## DATASET EXCERPTS
* * * * * * *

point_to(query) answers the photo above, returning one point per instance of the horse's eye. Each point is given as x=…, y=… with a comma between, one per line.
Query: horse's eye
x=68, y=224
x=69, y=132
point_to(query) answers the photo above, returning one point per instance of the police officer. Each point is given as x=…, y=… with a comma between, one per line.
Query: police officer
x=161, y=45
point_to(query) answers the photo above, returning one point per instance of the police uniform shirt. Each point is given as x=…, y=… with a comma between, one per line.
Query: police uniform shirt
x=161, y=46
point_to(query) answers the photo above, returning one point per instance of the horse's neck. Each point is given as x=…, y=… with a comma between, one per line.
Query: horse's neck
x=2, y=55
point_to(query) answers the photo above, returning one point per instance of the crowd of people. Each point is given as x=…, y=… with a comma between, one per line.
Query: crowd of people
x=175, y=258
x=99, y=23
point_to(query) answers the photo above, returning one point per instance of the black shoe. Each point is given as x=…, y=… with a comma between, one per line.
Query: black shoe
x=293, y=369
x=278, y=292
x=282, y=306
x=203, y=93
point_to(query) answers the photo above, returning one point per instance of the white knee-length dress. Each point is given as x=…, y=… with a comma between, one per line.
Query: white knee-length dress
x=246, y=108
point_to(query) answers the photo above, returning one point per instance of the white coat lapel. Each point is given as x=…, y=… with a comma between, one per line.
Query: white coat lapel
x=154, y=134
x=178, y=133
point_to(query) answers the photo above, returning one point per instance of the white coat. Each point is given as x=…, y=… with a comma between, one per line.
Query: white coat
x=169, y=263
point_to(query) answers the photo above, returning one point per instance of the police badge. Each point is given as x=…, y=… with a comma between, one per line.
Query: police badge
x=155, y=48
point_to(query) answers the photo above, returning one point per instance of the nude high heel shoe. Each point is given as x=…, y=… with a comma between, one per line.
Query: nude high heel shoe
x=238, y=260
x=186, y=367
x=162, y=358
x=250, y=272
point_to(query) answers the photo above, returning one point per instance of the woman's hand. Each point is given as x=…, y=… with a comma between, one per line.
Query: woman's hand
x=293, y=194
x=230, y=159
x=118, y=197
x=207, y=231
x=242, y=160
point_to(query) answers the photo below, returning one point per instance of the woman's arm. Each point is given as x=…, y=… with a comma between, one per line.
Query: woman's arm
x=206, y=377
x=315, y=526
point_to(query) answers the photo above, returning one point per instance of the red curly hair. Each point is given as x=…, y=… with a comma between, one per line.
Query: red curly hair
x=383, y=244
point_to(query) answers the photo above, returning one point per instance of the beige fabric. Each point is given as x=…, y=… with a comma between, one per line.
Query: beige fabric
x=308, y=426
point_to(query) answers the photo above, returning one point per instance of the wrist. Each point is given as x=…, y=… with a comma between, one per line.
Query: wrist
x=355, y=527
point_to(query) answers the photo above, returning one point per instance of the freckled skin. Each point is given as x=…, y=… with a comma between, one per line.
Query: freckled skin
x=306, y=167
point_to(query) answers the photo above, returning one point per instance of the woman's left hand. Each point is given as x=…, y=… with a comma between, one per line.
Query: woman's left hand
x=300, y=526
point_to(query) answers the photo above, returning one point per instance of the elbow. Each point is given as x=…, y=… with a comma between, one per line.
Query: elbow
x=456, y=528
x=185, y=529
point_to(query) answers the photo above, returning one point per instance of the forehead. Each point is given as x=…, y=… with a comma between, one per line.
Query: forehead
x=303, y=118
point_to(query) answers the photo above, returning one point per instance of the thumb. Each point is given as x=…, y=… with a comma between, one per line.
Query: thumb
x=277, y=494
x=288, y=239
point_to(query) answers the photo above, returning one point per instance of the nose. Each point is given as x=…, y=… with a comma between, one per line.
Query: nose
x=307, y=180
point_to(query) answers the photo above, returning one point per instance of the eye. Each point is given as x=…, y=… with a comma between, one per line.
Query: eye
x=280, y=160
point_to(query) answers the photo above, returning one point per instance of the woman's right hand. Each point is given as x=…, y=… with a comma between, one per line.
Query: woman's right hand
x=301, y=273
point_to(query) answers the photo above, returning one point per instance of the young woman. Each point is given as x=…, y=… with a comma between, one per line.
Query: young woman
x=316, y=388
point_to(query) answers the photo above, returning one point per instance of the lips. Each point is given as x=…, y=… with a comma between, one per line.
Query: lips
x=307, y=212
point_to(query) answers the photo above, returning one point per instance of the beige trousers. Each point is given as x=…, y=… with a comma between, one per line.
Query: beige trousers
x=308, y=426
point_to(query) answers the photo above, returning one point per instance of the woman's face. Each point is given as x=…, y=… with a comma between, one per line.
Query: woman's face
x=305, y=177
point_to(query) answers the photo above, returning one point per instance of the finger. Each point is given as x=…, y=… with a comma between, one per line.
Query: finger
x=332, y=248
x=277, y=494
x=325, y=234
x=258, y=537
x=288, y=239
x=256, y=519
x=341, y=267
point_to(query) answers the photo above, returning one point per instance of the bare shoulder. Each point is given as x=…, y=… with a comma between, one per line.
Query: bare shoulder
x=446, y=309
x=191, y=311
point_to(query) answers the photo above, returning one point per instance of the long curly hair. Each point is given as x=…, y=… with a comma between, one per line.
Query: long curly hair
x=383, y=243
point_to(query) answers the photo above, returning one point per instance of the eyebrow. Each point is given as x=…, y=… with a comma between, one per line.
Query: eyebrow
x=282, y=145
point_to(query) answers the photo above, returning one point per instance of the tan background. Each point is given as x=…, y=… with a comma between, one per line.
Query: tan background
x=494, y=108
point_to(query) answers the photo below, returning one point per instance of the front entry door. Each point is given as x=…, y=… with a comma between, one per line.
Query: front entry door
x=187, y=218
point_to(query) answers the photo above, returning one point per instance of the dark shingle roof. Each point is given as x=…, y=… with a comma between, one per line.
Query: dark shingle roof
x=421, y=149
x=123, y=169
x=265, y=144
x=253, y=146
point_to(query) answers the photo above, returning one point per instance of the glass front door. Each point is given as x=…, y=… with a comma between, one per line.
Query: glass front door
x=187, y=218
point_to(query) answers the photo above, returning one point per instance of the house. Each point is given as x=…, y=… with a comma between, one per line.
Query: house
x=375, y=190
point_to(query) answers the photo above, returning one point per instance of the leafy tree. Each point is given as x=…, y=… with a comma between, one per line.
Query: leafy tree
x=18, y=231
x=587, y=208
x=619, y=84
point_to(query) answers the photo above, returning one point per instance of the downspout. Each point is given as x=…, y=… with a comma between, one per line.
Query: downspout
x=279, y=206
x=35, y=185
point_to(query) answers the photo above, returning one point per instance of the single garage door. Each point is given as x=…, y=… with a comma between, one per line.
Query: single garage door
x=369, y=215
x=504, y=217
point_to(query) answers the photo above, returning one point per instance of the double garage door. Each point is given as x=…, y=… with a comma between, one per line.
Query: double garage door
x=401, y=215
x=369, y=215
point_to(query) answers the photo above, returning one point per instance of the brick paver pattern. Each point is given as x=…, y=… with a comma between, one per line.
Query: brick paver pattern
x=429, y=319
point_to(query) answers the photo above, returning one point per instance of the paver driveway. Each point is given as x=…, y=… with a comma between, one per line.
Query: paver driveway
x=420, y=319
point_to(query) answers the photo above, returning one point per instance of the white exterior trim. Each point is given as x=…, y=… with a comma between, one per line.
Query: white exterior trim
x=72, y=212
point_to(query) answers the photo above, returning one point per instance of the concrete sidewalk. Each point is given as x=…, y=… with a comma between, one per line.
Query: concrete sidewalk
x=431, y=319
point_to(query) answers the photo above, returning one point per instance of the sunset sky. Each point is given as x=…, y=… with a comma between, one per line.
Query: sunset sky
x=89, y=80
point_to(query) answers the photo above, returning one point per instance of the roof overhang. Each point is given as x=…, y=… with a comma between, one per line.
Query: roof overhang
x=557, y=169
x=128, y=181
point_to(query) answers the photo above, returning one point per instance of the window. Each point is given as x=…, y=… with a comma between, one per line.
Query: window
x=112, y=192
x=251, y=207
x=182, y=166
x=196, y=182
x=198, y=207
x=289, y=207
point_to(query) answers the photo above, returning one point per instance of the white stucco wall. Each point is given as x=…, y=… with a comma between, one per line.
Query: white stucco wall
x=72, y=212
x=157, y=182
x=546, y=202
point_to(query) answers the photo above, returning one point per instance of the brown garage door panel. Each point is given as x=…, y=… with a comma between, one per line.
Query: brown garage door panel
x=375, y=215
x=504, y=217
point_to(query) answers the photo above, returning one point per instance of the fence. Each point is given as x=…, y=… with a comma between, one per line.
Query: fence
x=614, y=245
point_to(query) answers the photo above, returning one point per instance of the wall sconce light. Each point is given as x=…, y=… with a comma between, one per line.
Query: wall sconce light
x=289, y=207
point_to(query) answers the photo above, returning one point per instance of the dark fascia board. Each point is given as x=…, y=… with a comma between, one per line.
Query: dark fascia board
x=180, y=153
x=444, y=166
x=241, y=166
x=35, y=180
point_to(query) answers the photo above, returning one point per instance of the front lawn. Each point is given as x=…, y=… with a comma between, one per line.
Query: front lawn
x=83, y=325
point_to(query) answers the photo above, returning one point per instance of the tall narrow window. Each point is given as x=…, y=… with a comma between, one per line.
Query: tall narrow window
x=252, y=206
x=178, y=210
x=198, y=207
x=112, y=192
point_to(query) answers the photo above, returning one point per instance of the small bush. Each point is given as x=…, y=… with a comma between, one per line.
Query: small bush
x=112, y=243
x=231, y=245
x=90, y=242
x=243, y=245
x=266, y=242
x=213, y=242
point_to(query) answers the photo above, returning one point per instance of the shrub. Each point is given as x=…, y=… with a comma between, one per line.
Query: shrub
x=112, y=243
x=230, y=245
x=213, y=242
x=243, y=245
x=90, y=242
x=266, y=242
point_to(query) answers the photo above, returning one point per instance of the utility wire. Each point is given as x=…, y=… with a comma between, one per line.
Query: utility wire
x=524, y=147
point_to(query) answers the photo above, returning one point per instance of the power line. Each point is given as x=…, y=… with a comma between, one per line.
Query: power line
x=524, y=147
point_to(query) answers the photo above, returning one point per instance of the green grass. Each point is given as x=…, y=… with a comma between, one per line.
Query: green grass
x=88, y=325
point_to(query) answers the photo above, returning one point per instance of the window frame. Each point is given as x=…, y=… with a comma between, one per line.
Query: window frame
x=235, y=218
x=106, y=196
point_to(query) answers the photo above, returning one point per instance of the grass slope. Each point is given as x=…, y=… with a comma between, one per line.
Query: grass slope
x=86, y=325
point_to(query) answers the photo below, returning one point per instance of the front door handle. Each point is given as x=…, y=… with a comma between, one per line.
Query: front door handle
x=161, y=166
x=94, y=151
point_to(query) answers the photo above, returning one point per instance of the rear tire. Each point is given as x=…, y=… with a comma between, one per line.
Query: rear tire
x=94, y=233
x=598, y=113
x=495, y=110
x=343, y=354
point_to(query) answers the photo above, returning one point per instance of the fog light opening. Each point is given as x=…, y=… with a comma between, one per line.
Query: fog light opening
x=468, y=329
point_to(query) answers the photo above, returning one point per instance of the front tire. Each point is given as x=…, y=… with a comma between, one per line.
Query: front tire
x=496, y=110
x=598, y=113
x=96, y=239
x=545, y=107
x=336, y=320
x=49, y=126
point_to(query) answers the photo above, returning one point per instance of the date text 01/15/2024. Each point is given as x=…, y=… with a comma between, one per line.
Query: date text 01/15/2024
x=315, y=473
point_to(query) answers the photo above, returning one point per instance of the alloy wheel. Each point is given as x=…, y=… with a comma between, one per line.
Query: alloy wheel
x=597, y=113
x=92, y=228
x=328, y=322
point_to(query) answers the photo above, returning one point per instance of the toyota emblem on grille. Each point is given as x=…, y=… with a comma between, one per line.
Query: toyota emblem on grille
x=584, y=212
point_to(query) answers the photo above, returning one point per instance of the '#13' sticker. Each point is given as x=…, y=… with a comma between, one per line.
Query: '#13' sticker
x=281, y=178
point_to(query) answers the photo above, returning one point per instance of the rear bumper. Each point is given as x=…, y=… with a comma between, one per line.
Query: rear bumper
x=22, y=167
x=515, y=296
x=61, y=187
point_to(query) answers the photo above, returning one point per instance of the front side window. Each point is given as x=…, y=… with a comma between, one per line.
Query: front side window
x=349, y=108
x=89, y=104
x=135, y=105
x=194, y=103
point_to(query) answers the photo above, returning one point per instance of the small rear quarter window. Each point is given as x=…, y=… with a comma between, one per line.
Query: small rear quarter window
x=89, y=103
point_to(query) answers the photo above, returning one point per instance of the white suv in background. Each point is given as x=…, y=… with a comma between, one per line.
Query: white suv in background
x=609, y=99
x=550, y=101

* * * * * * *

## TASK TO COMPLETE
Go through the material line by line. Show each line that contains the string "below".

## SOLUTION TO THIS EXERCISE
point_to(query) answers the photo below, returning one point per instance of the woman's arm. Each point is given as x=…, y=… with a comma between, one per line.
point_to(query) answers the photo below, returning one point per instance of the front entry door. Each point is given as x=…, y=… with a comma between, one per line.
point_to(query) answers the photo below, returning one point per instance of the front door handle. Each point is given as x=…, y=… with a comma between, one per line.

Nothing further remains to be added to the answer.